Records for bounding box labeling
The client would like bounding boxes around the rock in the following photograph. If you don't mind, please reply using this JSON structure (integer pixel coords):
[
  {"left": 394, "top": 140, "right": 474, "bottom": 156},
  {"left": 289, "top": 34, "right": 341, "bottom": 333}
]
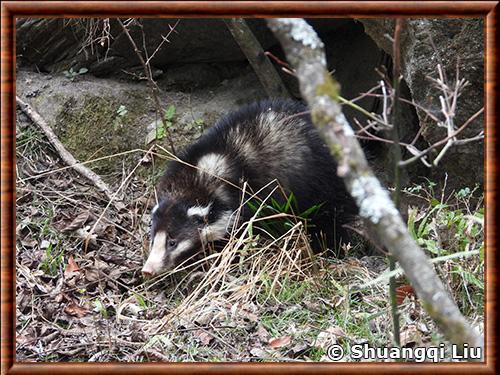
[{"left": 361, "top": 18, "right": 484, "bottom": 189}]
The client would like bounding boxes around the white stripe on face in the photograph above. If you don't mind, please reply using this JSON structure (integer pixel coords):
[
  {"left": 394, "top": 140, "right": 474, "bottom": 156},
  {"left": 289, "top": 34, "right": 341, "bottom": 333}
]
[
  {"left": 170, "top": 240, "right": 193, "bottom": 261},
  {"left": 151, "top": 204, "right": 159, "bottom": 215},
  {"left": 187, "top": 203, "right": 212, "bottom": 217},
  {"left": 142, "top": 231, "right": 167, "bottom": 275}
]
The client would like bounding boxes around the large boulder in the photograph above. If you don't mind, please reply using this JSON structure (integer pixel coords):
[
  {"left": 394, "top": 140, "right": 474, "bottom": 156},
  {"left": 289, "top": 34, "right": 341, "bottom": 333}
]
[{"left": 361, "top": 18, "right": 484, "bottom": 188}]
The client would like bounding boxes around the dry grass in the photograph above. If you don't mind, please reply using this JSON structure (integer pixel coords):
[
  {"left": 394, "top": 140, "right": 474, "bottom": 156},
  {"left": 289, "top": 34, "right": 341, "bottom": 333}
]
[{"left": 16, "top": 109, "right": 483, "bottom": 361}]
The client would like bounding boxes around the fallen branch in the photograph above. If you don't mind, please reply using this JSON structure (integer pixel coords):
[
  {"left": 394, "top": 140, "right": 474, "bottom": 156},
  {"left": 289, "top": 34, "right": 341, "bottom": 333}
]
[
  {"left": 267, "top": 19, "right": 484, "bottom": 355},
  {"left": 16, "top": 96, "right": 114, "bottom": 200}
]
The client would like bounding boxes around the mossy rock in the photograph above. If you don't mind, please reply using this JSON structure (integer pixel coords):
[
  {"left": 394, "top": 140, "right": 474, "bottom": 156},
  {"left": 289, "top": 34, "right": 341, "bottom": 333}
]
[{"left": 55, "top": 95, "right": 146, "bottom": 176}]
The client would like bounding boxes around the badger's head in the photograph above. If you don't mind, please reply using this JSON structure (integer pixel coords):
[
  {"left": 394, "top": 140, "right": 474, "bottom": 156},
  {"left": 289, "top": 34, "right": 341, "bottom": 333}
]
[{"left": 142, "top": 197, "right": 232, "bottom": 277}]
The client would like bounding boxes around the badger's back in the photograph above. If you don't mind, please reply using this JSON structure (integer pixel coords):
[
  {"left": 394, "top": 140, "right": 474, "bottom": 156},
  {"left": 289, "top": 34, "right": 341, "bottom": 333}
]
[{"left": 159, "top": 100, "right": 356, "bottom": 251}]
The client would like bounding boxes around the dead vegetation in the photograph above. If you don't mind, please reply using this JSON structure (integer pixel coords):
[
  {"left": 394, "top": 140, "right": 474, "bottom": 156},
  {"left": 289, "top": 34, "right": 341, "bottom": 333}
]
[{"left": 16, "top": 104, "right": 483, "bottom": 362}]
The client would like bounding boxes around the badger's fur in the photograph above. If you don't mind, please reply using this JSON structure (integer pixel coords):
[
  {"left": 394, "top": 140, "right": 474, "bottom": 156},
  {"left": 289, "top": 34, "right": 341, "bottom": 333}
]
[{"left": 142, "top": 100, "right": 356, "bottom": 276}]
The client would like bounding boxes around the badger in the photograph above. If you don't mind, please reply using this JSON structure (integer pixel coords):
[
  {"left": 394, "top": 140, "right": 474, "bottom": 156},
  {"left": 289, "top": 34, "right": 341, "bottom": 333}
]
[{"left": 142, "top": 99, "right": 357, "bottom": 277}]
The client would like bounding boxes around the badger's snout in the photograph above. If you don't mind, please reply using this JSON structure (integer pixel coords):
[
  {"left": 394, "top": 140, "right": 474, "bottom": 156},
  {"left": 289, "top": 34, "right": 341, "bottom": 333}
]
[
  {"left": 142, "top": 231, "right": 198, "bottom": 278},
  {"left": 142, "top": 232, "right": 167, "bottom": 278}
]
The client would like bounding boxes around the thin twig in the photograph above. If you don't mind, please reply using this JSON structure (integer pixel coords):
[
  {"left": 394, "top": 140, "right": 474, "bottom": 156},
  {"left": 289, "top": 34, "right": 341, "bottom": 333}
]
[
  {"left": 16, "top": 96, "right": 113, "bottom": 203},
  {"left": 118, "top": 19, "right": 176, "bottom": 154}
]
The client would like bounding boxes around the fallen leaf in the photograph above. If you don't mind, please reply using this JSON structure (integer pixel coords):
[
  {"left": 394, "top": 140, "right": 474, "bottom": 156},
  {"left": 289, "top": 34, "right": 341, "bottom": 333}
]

### WORK TO BE COMPLETED
Could you reproduce all the records above, substituting "customer" for every "client" and keeping everything else the same? Leave the pictures out of your answer.

### CORRECT OUTPUT
The customer would like bounding boxes around the rock in the following photograph. If you don't mind, please reply using this JSON structure (integer pixel coords):
[
  {"left": 394, "top": 140, "right": 474, "bottom": 156},
  {"left": 289, "top": 34, "right": 341, "bottom": 333}
]
[{"left": 361, "top": 18, "right": 484, "bottom": 189}]
The customer would like bounding boxes around the white stripe on face in the photograph above. If you don't mind, please reply using this JSON structure (integer pixel coords):
[
  {"left": 394, "top": 140, "right": 474, "bottom": 156},
  {"left": 289, "top": 34, "right": 341, "bottom": 333}
]
[
  {"left": 170, "top": 240, "right": 193, "bottom": 261},
  {"left": 151, "top": 204, "right": 159, "bottom": 215},
  {"left": 187, "top": 203, "right": 212, "bottom": 217},
  {"left": 142, "top": 231, "right": 167, "bottom": 275}
]
The customer would like bounding boxes around the large boulder in the photograph above. If you don't mind, please reply using this JSON structure (integer pixel coords):
[
  {"left": 394, "top": 140, "right": 474, "bottom": 156},
  {"left": 289, "top": 34, "right": 341, "bottom": 333}
]
[{"left": 361, "top": 18, "right": 484, "bottom": 188}]
The customer would like bounding boxes around the dry grass in the photograph above. If you don't mind, please reply using this JSON structure (integer pixel coords):
[
  {"left": 394, "top": 140, "right": 474, "bottom": 156},
  {"left": 289, "top": 34, "right": 341, "bottom": 333}
]
[{"left": 16, "top": 109, "right": 483, "bottom": 361}]
The customer would like bounding boxes around the fallen branch in the photograph above. If you don't mind, please reply using this JSON structure (integer pixel coords):
[
  {"left": 394, "top": 140, "right": 474, "bottom": 156},
  {"left": 289, "top": 34, "right": 341, "bottom": 333}
]
[
  {"left": 267, "top": 19, "right": 484, "bottom": 355},
  {"left": 16, "top": 96, "right": 114, "bottom": 200}
]
The customer would like bounding boxes around the mossy rock in the photograph above. If you don't mind, please reply using this JSON structure (integer pixel coords):
[
  {"left": 394, "top": 140, "right": 474, "bottom": 156},
  {"left": 289, "top": 34, "right": 341, "bottom": 333}
]
[{"left": 55, "top": 95, "right": 146, "bottom": 176}]
The customer would like bounding boxes around the badger's head in the photograph above. If you don't mind, please reply using this JSON structure (integer pixel coords):
[
  {"left": 394, "top": 140, "right": 474, "bottom": 156},
  {"left": 289, "top": 34, "right": 341, "bottom": 333}
]
[{"left": 142, "top": 197, "right": 232, "bottom": 277}]
The customer would like bounding boxes around the badger's back in the photograph above. If you don't mind, please reply using this JSON structure (integer pixel coords):
[
  {"left": 394, "top": 140, "right": 474, "bottom": 156},
  {"left": 289, "top": 34, "right": 341, "bottom": 333}
]
[{"left": 159, "top": 100, "right": 356, "bottom": 251}]
The customer would like bounding boxes around the dead vegetation in the photograph above. If you don't mind, please reply using this JSON structure (integer pixel coords):
[
  {"left": 394, "top": 140, "right": 474, "bottom": 156},
  {"left": 289, "top": 34, "right": 341, "bottom": 333}
]
[{"left": 16, "top": 104, "right": 483, "bottom": 362}]
The customer would like bounding boxes around the badger's fur in the photograph above. If you don't mind, please reply using this JSON structure (integer pixel coords):
[
  {"left": 394, "top": 140, "right": 474, "bottom": 156},
  {"left": 289, "top": 34, "right": 341, "bottom": 333}
]
[{"left": 142, "top": 100, "right": 356, "bottom": 276}]
The customer would like bounding boxes around the badger in the photograph above. If you don't mind, please reply using this JSON structure (integer pixel coords):
[
  {"left": 394, "top": 140, "right": 474, "bottom": 156},
  {"left": 289, "top": 34, "right": 341, "bottom": 333}
]
[{"left": 142, "top": 99, "right": 357, "bottom": 277}]
The customer would like bounding boxes around the badger's snout in the photograph above. If you don't mind, please reply using this JSON structure (integer pixel coords):
[
  {"left": 394, "top": 140, "right": 474, "bottom": 156},
  {"left": 289, "top": 34, "right": 341, "bottom": 333}
]
[
  {"left": 142, "top": 231, "right": 198, "bottom": 278},
  {"left": 142, "top": 232, "right": 167, "bottom": 278}
]
The customer would like bounding boxes around the thin twig in the photograph above. If you don't mind, please reply using this JSON structure (integer pixel coords):
[
  {"left": 394, "top": 140, "right": 474, "bottom": 156},
  {"left": 289, "top": 34, "right": 341, "bottom": 333}
]
[
  {"left": 16, "top": 96, "right": 113, "bottom": 203},
  {"left": 118, "top": 19, "right": 176, "bottom": 154}
]
The customer would like bounding boxes around the fallen leaf in the photograph above. If you don't mind, please reply using this JSON structure (integer pixel coords):
[
  {"left": 394, "top": 140, "right": 474, "bottom": 156},
  {"left": 289, "top": 34, "right": 341, "bottom": 333}
]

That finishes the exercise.